Scientific classification
- Kingdom: Animalia
- Phylum: Arthropoda
- Subphylum: Chelicerata
- Class: Arachnida
- Order: Araneae
- Infraorder: Araneomorphae
- Family: Linyphiidae
- Genus: Laperousea
- Species: L. blattifera
- Binomial name: Laperousea blattifera (Urquhart, 1887)
- Synonyms: Linyphia blattifer; Linyphia cupidinea; Laperousea arenaria; Laperousea occidentalis; Stylophora blattifera; Bathyphantes blattifera; Prolinyphia cupidinea;

= Laperousea blattifera =

- Authority: (Urquhart, 1887)
- Conservation status: NT
- Synonyms: Linyphia blattifer, Linyphia cupidinea, Laperousea arenaria, Laperousea occidentalis, Stylophora blattifera, Bathyphantes blattifera, Prolinyphia cupidinea

Species of spider

Laperousea blattifera is a species of sheet weaver spider found in New Zealand and Australia.

════════════════════

PROBLEM A —
Answer these about the Laperousea blattifera entry:
(i) What family is the species placed in?
(ii) What conservation status does the entry give?
(iii) In which countries is the spider found?
PROBLEM B — Set down the stretch of the Laperousea blattifera entry from "- Authority: (Urquhart, 1887)" through "Zealand and Australia.", word for word.
PROBLEM C — Carry the Laperousea blattifera entry further, picking up after its final sentence.

(Items stored from a collection)
════════════════════

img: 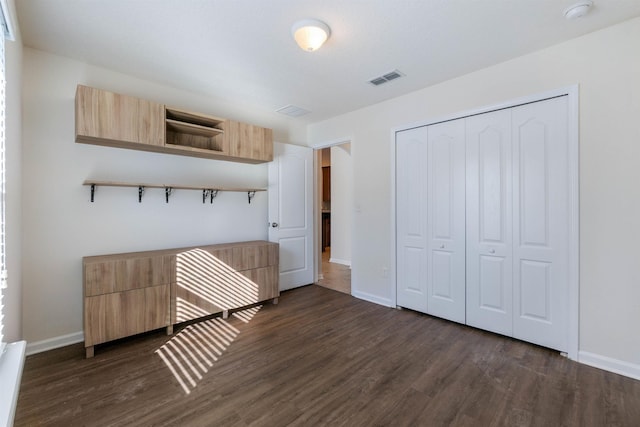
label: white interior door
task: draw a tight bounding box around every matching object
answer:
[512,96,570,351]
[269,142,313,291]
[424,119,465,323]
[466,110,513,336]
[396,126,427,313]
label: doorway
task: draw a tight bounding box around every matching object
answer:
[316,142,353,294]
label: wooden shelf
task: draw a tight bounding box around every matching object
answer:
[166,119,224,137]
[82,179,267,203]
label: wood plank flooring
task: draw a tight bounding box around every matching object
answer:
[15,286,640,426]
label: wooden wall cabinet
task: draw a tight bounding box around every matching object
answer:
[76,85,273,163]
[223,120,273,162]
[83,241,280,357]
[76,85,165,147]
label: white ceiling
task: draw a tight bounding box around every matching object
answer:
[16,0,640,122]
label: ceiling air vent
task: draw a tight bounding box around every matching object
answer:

════════════════════

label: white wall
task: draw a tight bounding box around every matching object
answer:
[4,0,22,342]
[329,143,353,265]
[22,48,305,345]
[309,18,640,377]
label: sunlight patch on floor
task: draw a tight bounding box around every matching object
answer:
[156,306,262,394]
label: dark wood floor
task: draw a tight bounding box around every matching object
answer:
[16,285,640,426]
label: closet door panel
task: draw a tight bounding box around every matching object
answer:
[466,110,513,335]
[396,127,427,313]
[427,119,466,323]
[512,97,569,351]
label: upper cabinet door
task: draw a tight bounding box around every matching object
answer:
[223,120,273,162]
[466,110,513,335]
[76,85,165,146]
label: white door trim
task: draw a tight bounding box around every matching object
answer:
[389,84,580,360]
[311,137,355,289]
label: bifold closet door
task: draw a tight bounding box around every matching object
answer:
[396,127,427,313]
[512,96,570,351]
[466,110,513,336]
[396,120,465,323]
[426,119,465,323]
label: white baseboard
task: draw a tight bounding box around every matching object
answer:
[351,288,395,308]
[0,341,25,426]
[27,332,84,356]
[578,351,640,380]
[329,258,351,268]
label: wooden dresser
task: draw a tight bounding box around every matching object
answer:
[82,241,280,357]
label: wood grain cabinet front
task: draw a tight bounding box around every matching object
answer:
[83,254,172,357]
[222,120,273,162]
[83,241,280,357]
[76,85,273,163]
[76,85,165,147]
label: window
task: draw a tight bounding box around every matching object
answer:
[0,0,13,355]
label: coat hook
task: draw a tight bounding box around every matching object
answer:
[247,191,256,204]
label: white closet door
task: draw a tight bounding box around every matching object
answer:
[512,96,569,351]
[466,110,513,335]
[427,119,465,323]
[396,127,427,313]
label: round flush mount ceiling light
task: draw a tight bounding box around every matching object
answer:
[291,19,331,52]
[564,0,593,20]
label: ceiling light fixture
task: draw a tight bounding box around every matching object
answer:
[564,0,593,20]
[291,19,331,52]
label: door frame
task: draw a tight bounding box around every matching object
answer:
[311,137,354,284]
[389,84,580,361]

════════════════════

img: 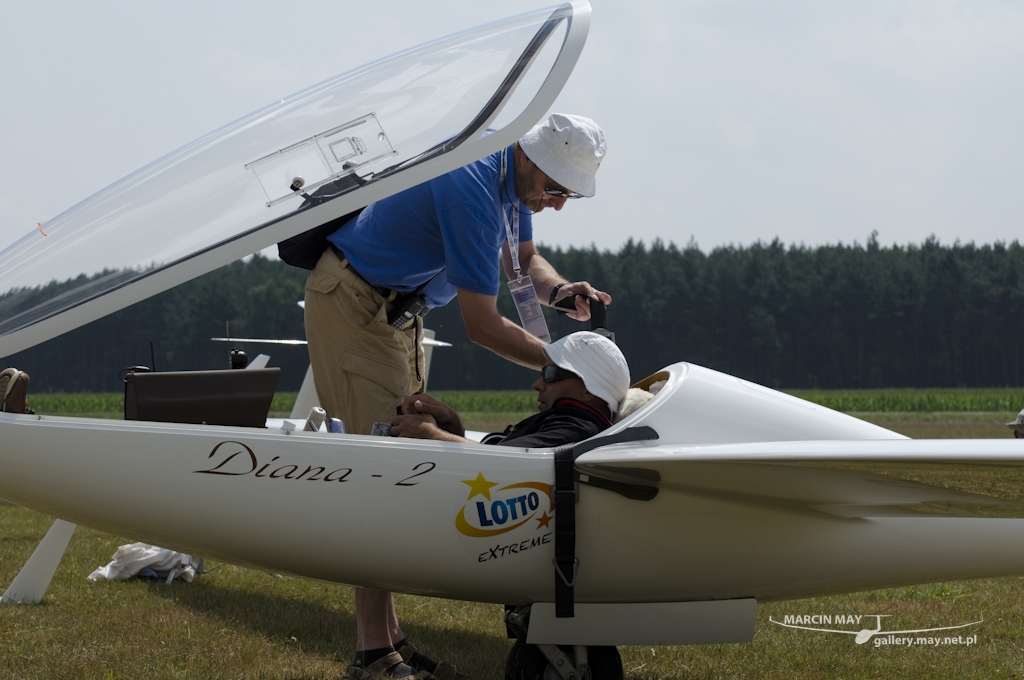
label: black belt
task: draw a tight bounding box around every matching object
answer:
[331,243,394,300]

════════════════════

EXERCISE RESPONSE A —
(i) Linyphiidae
(ii) NT
(iii) New Zealand and Australia

EXERCISE RESPONSE B —
- Authority: (Urquhart, 1887)
- Conservation status: NT
- Synonyms: Linyphia blattifer, Linyphia cupidinea, Laperousea arenaria, Laperousea occidentalis, Stylophora blattifera, Bathyphantes blattifera, Prolinyphia cupidinea

Species of spider

Laperousea blattifera is a species of sheet weaver spider found in New Zealand and Australia.

EXERCISE RESPONSE C —
==Taxonomy==
This species was described as Linyphia blattifer in 1887 by Arthur Urquhart from female specimens. It was most recently revised in 1988. The holotype is stored in Canterbury Museum.

==Description==
The female is recorded at 2.2-3.1mm in length whereas the male is 2.55-3.1mm. This species has a yellow to brown carapace and legs. The abdomen is variable in colouration and markings.

==Distribution==
This species is widespread throughout New Zealand.

==Conservation status==
Under the New Zealand Threat Classification System, this species is listed as "Not Threatened" with the qualifier of "Secure Overseas".